>> START

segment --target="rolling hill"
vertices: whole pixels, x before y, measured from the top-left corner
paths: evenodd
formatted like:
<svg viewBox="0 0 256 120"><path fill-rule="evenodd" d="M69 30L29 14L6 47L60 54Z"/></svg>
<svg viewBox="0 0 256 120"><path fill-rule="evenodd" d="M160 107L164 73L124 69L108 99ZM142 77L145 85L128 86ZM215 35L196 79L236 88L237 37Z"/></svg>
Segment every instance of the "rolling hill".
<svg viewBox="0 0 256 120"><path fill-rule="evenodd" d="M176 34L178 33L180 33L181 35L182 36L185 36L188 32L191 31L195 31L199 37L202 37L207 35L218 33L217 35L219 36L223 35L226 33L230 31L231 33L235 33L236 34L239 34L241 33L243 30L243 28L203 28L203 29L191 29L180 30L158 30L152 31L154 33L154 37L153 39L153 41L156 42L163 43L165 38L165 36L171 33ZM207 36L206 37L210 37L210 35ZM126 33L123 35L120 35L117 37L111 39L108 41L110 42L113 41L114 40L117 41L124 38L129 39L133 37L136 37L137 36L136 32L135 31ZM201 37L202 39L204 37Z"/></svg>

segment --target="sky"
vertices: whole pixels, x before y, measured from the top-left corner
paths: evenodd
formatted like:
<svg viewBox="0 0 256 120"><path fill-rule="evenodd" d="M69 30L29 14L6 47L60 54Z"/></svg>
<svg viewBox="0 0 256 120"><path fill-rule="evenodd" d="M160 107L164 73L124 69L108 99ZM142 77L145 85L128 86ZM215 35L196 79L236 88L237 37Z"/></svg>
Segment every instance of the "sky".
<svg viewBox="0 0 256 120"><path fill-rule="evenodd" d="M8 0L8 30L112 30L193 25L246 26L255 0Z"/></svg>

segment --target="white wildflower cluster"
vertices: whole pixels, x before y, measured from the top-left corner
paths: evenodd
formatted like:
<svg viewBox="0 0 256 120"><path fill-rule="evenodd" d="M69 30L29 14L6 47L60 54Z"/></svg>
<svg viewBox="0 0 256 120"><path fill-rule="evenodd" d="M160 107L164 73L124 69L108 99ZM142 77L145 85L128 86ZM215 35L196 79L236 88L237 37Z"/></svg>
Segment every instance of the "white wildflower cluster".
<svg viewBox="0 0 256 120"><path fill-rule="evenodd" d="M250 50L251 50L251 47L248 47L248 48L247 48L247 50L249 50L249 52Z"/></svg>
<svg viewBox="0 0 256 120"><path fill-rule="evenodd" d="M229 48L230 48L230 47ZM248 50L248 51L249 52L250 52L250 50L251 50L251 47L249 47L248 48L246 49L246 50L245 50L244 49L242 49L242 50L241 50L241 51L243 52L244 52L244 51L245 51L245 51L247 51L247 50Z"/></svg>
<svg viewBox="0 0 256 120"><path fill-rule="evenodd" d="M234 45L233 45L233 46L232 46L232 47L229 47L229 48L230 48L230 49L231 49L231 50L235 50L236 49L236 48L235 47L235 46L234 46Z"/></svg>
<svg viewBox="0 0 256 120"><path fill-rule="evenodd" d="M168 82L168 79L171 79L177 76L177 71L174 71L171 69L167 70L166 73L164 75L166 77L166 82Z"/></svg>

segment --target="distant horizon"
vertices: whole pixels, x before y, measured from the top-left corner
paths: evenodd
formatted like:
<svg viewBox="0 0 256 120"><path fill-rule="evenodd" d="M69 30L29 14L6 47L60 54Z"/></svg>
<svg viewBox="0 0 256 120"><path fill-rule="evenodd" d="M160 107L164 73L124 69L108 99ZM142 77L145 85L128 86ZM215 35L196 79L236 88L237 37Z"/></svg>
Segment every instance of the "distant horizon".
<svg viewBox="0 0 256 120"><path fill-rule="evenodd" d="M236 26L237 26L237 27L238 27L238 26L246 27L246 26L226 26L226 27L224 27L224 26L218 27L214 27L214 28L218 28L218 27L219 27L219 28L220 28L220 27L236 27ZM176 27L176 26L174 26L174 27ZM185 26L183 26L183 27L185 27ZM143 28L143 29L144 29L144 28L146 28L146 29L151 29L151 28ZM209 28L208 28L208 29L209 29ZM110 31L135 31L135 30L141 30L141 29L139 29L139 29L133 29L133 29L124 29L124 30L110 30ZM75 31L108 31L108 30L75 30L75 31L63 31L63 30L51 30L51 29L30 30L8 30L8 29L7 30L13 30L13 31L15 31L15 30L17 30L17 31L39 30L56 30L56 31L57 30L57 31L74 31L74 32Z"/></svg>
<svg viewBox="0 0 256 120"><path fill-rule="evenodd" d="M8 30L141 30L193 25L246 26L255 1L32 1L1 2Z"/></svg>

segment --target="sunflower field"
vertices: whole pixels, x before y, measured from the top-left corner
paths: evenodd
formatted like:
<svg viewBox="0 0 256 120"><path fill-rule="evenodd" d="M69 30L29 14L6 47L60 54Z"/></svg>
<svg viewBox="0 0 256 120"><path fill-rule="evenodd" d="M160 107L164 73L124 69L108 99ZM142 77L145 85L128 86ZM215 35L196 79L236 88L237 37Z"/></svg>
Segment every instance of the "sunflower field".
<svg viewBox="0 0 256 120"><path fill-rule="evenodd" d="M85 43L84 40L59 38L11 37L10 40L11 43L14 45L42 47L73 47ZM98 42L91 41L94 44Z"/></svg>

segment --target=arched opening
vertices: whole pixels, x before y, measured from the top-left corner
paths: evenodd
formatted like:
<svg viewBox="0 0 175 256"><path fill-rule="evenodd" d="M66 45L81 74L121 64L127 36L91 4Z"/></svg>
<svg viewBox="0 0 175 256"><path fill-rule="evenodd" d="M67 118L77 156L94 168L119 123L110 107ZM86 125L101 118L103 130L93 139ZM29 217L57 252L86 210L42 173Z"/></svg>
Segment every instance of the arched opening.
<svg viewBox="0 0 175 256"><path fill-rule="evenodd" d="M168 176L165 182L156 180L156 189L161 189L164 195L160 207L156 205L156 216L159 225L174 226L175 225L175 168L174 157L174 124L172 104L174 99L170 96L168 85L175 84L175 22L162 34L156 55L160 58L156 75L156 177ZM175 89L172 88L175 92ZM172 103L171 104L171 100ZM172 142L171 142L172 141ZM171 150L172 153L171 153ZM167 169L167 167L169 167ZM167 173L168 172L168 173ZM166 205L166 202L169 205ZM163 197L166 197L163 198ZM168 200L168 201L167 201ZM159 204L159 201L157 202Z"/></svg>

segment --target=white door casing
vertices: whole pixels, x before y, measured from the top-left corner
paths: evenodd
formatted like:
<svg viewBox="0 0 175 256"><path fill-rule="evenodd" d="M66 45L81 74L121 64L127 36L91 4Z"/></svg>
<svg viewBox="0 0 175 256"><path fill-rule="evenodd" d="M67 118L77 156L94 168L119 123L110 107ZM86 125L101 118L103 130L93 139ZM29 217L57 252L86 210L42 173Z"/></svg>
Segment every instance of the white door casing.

>> END

» What you have to do: Copy every one of the items above word for word, leaving nothing out and changing nothing.

» Solution to this task:
segment --target="rolling hill"
vertices: whole pixels, x before y, measured from the top-left corner
paths: evenodd
formatted like:
<svg viewBox="0 0 256 120"><path fill-rule="evenodd" d="M69 30L29 14L6 47L60 54Z"/></svg>
<svg viewBox="0 0 256 120"><path fill-rule="evenodd" d="M160 107L164 73L124 69L108 99ZM142 77L145 85L128 86ZM215 35L196 79L236 88L237 37Z"/></svg>
Segment every instance of the "rolling hill".
<svg viewBox="0 0 256 120"><path fill-rule="evenodd" d="M176 34L178 33L180 33L181 35L182 36L185 36L188 32L191 31L195 31L199 37L202 37L207 35L218 33L217 35L219 36L223 35L226 33L230 31L231 33L235 33L236 34L239 34L241 33L243 30L243 28L203 28L203 29L191 29L180 30L158 30L152 31L154 33L154 37L153 39L153 41L156 42L163 43L165 38L165 36L171 33ZM207 36L206 37L210 37L210 35ZM126 33L123 35L120 35L117 37L111 39L108 41L110 42L113 41L114 40L117 41L124 38L129 39L133 37L136 37L137 36L136 32L135 31ZM201 37L202 39L204 37Z"/></svg>

segment --target="sky"
vertices: whole pixels, x before y, measured from the top-left corner
paths: evenodd
formatted like:
<svg viewBox="0 0 256 120"><path fill-rule="evenodd" d="M69 30L29 14L6 47L60 54Z"/></svg>
<svg viewBox="0 0 256 120"><path fill-rule="evenodd" d="M160 107L164 73L124 69L108 99ZM142 77L145 85L128 86ZM215 35L196 79L236 88L237 37Z"/></svg>
Segment every instance of the "sky".
<svg viewBox="0 0 256 120"><path fill-rule="evenodd" d="M8 0L8 30L112 30L193 25L246 26L255 0Z"/></svg>

segment --target="white wildflower cluster"
vertices: whole pixels, x before y, measured from the top-left corner
paths: evenodd
formatted like:
<svg viewBox="0 0 256 120"><path fill-rule="evenodd" d="M69 30L29 14L6 47L60 54Z"/></svg>
<svg viewBox="0 0 256 120"><path fill-rule="evenodd" d="M160 107L164 73L124 69L108 99ZM142 77L145 85L128 86ZM215 35L196 79L236 88L237 37Z"/></svg>
Segment every instance of the "white wildflower cluster".
<svg viewBox="0 0 256 120"><path fill-rule="evenodd" d="M250 50L251 50L251 47L248 47L248 48L247 48L247 50L249 50L249 52Z"/></svg>
<svg viewBox="0 0 256 120"><path fill-rule="evenodd" d="M229 48L230 48L230 47ZM248 50L248 51L249 52L250 52L250 50L251 50L251 47L249 47L248 48L246 49L246 50L245 50L244 49L242 49L242 50L241 50L241 51L243 52L244 52L244 51L245 51L245 51L247 51L247 50Z"/></svg>
<svg viewBox="0 0 256 120"><path fill-rule="evenodd" d="M234 45L233 45L233 46L232 46L232 47L229 47L229 48L230 48L230 49L231 49L231 50L235 50L236 49L236 48L235 47L235 46L234 46Z"/></svg>
<svg viewBox="0 0 256 120"><path fill-rule="evenodd" d="M168 82L168 79L171 79L177 76L177 71L174 71L171 69L167 70L166 73L164 75L166 77L166 82Z"/></svg>

segment --target="distant horizon"
vertices: whole pixels, x before y, measured from the top-left corner
paths: evenodd
formatted like:
<svg viewBox="0 0 256 120"><path fill-rule="evenodd" d="M69 30L29 14L6 47L60 54Z"/></svg>
<svg viewBox="0 0 256 120"><path fill-rule="evenodd" d="M160 107L164 73L124 69L108 99ZM142 77L145 85L128 86ZM215 35L196 79L236 88L237 37Z"/></svg>
Segment every instance of the "distant horizon".
<svg viewBox="0 0 256 120"><path fill-rule="evenodd" d="M236 26L237 26L237 27L238 27L238 26L246 27L246 26L226 26L226 27L224 27L224 26L218 27L214 27L214 28L218 28L218 27L219 27L219 28L220 28L220 27L236 27ZM176 27L176 26L174 26L174 27ZM185 26L183 26L183 27L185 27ZM143 28L143 29L144 29L144 28L146 28L146 29L151 29L151 28ZM209 28L208 28L208 29L209 29ZM110 31L135 31L135 30L141 30L141 29L139 29L139 29L133 29L133 29L124 29L124 30L110 30ZM75 31L108 31L108 30L75 30L75 31L63 31L63 30L51 30L51 29L30 30L8 30L8 29L7 30L13 30L13 31L15 31L15 30L17 30L17 31L39 30L56 30L56 31L57 30L57 31L74 31L74 32Z"/></svg>
<svg viewBox="0 0 256 120"><path fill-rule="evenodd" d="M8 30L141 30L193 25L246 26L255 1L32 1L1 2Z"/></svg>

segment --target="sunflower field"
vertices: whole pixels, x before y, measured from the top-left corner
paths: evenodd
formatted like:
<svg viewBox="0 0 256 120"><path fill-rule="evenodd" d="M69 30L29 14L6 47L60 54Z"/></svg>
<svg viewBox="0 0 256 120"><path fill-rule="evenodd" d="M160 107L164 73L124 69L108 99ZM142 77L145 85L128 86ZM215 35L196 79L236 88L237 37Z"/></svg>
Segment every instance of the "sunflower field".
<svg viewBox="0 0 256 120"><path fill-rule="evenodd" d="M85 43L84 40L59 38L11 37L10 40L11 43L14 45L42 47L73 47ZM98 42L91 41L94 44Z"/></svg>

segment --target=arched opening
vertices: whole pixels, x before y, measured from the top-left corner
paths: evenodd
formatted like:
<svg viewBox="0 0 175 256"><path fill-rule="evenodd" d="M66 45L81 74L121 64L127 36L91 4Z"/></svg>
<svg viewBox="0 0 175 256"><path fill-rule="evenodd" d="M67 118L77 156L94 168L119 123L110 107ZM86 125L101 118L103 130L93 139ZM29 217L57 252L86 210L42 173Z"/></svg>
Segment every instance of the arched opening.
<svg viewBox="0 0 175 256"><path fill-rule="evenodd" d="M168 176L165 182L156 180L156 189L161 189L164 195L160 207L156 205L156 216L159 225L174 226L175 225L175 168L174 157L174 124L172 104L174 99L170 96L168 85L175 84L175 22L162 34L156 55L160 58L156 75L156 177ZM175 89L172 88L175 92ZM172 103L171 104L171 100ZM172 142L171 142L172 141ZM171 150L172 153L171 153ZM167 169L167 167L169 167ZM167 173L168 172L168 173ZM166 205L166 202L169 205ZM163 197L166 197L163 198ZM168 200L168 201L167 201ZM159 204L159 201L157 202Z"/></svg>

segment --target=white door casing
vertices: whole pixels, x before y, measured from the top-left corner
paths: evenodd
formatted like:
<svg viewBox="0 0 175 256"><path fill-rule="evenodd" d="M66 45L81 74L121 64L127 36L91 4Z"/></svg>
<svg viewBox="0 0 175 256"><path fill-rule="evenodd" d="M67 118L77 156L94 168L119 123L110 107ZM86 125L101 118L103 130L93 139ZM29 217L57 252L86 210L42 173Z"/></svg>
Segment every instance of the white door casing.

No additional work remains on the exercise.